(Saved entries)
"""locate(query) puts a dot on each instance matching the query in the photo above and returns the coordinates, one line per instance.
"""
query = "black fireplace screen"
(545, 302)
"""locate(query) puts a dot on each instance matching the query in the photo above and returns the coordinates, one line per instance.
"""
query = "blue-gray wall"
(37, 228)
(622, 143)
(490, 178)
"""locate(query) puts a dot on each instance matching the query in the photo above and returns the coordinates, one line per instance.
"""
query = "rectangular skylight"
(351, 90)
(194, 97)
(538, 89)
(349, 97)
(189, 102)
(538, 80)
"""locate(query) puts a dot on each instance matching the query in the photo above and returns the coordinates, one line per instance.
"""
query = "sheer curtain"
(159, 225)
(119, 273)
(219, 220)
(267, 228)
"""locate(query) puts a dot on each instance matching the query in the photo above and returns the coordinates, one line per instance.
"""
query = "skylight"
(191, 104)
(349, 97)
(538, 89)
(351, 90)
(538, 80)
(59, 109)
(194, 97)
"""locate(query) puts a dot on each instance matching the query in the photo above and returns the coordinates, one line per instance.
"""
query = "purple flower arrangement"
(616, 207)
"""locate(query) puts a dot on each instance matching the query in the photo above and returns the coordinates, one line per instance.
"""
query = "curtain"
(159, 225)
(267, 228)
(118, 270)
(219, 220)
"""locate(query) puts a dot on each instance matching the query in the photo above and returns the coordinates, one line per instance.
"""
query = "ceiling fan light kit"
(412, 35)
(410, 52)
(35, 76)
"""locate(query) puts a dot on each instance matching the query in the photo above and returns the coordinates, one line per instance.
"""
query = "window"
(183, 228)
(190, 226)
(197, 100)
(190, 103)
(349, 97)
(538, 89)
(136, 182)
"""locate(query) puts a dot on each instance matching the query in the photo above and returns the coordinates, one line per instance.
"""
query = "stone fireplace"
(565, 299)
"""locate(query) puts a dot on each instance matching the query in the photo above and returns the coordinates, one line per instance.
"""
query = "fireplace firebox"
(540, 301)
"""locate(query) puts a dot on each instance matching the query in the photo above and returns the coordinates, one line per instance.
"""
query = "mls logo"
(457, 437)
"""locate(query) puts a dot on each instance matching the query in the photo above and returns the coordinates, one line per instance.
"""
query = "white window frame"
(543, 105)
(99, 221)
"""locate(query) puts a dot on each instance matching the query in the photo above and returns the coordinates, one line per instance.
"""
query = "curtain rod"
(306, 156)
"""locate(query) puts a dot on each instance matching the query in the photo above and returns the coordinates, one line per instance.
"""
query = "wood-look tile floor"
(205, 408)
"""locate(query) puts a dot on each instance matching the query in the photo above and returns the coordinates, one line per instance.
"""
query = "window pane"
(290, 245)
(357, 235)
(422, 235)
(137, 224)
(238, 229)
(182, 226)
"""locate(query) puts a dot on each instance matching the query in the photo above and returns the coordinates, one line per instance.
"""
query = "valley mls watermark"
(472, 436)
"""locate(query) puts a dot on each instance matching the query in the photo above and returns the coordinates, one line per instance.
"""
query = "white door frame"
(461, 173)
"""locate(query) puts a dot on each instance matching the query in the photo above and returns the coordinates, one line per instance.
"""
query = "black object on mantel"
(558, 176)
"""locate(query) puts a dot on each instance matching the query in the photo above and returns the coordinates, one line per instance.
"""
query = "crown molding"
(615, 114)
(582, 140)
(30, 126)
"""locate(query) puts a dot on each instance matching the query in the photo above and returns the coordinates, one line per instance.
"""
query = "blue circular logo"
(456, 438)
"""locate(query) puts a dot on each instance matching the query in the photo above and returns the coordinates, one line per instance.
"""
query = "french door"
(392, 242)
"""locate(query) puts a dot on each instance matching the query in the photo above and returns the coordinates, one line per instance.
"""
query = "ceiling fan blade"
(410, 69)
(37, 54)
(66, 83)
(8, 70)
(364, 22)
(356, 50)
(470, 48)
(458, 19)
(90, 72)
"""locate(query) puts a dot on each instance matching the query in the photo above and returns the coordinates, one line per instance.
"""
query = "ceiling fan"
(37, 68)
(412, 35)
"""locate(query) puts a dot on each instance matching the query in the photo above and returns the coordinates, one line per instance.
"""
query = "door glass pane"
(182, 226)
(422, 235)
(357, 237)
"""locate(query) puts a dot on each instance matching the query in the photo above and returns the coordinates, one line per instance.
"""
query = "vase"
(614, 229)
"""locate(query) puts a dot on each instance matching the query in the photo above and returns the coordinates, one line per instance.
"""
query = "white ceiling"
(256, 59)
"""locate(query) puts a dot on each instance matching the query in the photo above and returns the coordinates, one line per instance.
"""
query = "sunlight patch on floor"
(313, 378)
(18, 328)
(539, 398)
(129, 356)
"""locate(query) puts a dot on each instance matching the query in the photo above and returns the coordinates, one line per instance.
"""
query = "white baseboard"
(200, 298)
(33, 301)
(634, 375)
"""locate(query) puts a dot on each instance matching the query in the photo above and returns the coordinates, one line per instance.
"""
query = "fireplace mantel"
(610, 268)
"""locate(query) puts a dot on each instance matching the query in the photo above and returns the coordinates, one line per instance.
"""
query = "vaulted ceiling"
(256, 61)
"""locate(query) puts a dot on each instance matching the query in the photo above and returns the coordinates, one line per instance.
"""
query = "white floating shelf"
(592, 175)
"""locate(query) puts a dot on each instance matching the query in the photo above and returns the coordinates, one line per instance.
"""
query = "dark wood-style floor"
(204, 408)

◆ TASK OBJECTIVE
Repeat the data. Leave nothing out and change nothing.

◆ FINAL ANSWER
"""locate(query) puts a dot on each instance matching the query in the photo above and returns the coordinates, one line per instance.
"""
query = "black fireplace screen"
(545, 302)
"""locate(query) puts a dot on each instance matching the query in the photo above and returns the coordinates, one line per instance.
"""
query = "blue-gray wall"
(37, 228)
(622, 143)
(490, 178)
"""locate(query) puts a dot on each instance matching the query in the photo above and returns the coordinates, one line per instance.
"""
query = "rectangular skylight"
(351, 90)
(194, 97)
(538, 89)
(349, 97)
(189, 102)
(538, 80)
"""locate(query) puts a dot on each instance matching the query in the photo above and returns the coordinates, one line per instance.
"""
query = "sheer curtain"
(159, 225)
(119, 273)
(219, 220)
(267, 228)
"""locate(query) puts a dot on each instance matching the query in the photo above and returns the coordinates, one line per instance.
"""
query = "skylight"
(191, 104)
(349, 97)
(538, 89)
(351, 90)
(538, 80)
(59, 109)
(194, 97)
"""locate(query) puts a dot on each instance matching the query in the photo above and returns the coordinates, one line per instance.
"""
query = "purple flower arrangement"
(616, 207)
"""locate(query) puts a dot on each instance matching the query in the photo above and returns the coordinates, one line per instance.
"""
query = "curtain"
(159, 225)
(267, 228)
(118, 270)
(219, 220)
"""locate(query) puts a dot on each instance matching the query in the photo above and returns the coordinates, one line per instance.
"""
query = "ceiling fan light kit"
(412, 35)
(410, 52)
(35, 76)
"""locate(query) puts a dot on each instance matching the query in the photo above and returns the coordinates, one line per instance.
"""
query = "window"
(183, 228)
(190, 226)
(197, 100)
(190, 103)
(349, 97)
(538, 89)
(136, 182)
"""locate(query) puts a dot on each instance matching the query in the photo above and returns the coordinates, one line per instance.
"""
query = "stone fireplace"
(565, 299)
"""locate(query) puts a dot on each instance matching the query in the photo above and returns the coordinates, one line per instance.
"""
query = "fireplace firebox"
(540, 301)
"""locate(query) puts a dot on each instance matching the query in the photo above and returns the coordinates, one line per instance.
"""
query = "mls logo"
(457, 437)
"""locate(query) puts a dot on each instance matching the query in the photo above and returns the coordinates, one line per instance.
"""
query = "white window frame"
(543, 105)
(99, 221)
"""locate(query) puts a dot on each instance matching the query in the photo above and returns the coordinates, one line per instance.
"""
query = "curtain rod"
(306, 156)
"""locate(query) puts a dot on each instance matching the query in the photo above and returns the coordinates, one line per instance.
"""
query = "wood-look tile floor"
(205, 408)
"""locate(query) puts a dot on each instance matching the query in the photo above and returns the coordinates, one line per instance.
"""
query = "window pane"
(290, 245)
(357, 235)
(422, 235)
(137, 224)
(238, 229)
(182, 226)
"""locate(query) puts a dot on each instance matching the query in the photo above and returns the coordinates, one line per instance.
"""
query = "valley mls watermark"
(472, 436)
"""locate(query) puts a dot on each instance matching the query in the photo above and returns the coordinates, one line per instance.
"""
query = "white door frame"
(461, 173)
"""locate(query) puts a dot on each instance matching the query in the photo above and returns the coordinates, one line per instance.
"""
query = "black object on mantel"
(558, 176)
"""locate(query) puts a dot on each instance matching the query in the photo above and returns the coordinates, one line per instance.
"""
query = "crown molding"
(615, 114)
(582, 140)
(30, 126)
"""locate(query) puts a dot on each instance matching the query in the photo above and returns the coordinates, one line per instance.
"""
query = "blue circular logo"
(456, 438)
"""locate(query) puts a dot on each instance matching the query in the photo above and returns the coordinates, one line per instance.
"""
query = "french door"
(392, 242)
"""locate(query) puts a dot on each instance matching the query in the photo above and returns the coordinates, one line per instance.
"""
query = "ceiling fan blade"
(410, 69)
(37, 54)
(66, 83)
(8, 70)
(364, 22)
(356, 50)
(470, 48)
(458, 19)
(90, 72)
"""locate(query) puts a dot on each instance matching the query in the photo above and returns the coordinates, one line per instance.
"""
query = "ceiling fan"
(37, 68)
(412, 35)
"""locate(query) puts a dot on each instance matching the query in the photo above and returns the coordinates, one line per instance.
"""
query = "door glass pane"
(182, 226)
(422, 235)
(357, 237)
"""locate(query) puts a dot on each instance matching the query in the photo above and returns the coordinates, one line per instance.
"""
query = "vase"
(614, 229)
"""locate(query) puts a dot on each instance matching the query in the photo above and returns the coordinates, one line per instance.
"""
query = "white ceiling"
(256, 59)
"""locate(query) puts a dot on each instance matching the query in the photo above and returns the coordinates, one line per instance.
"""
query = "sunlight patch on floor"
(313, 378)
(18, 328)
(539, 398)
(129, 356)
"""locate(query) puts a dot on each instance matching the query in the photo above and returns the coordinates, one line per instance.
"""
query = "white baseboard"
(200, 298)
(33, 301)
(634, 375)
"""locate(query) puts a dot on each instance matching the query in the photo above and returns the coordinates, one line per instance.
"""
query = "fireplace mantel"
(610, 268)
"""locate(query) puts a dot on each instance matching the query in the photo above and returns the coordinates, one line per instance.
"""
query = "vaulted ceiling"
(256, 61)
"""locate(query) puts a dot on each instance matching the query in the photo above and returns the coordinates, one line per instance.
"""
query = "white floating shelf"
(592, 175)
"""locate(query) puts a dot on each instance matching the query in the photo above and returns the coordinates, one line per instance.
"""
query = "dark wood-style floor"
(204, 408)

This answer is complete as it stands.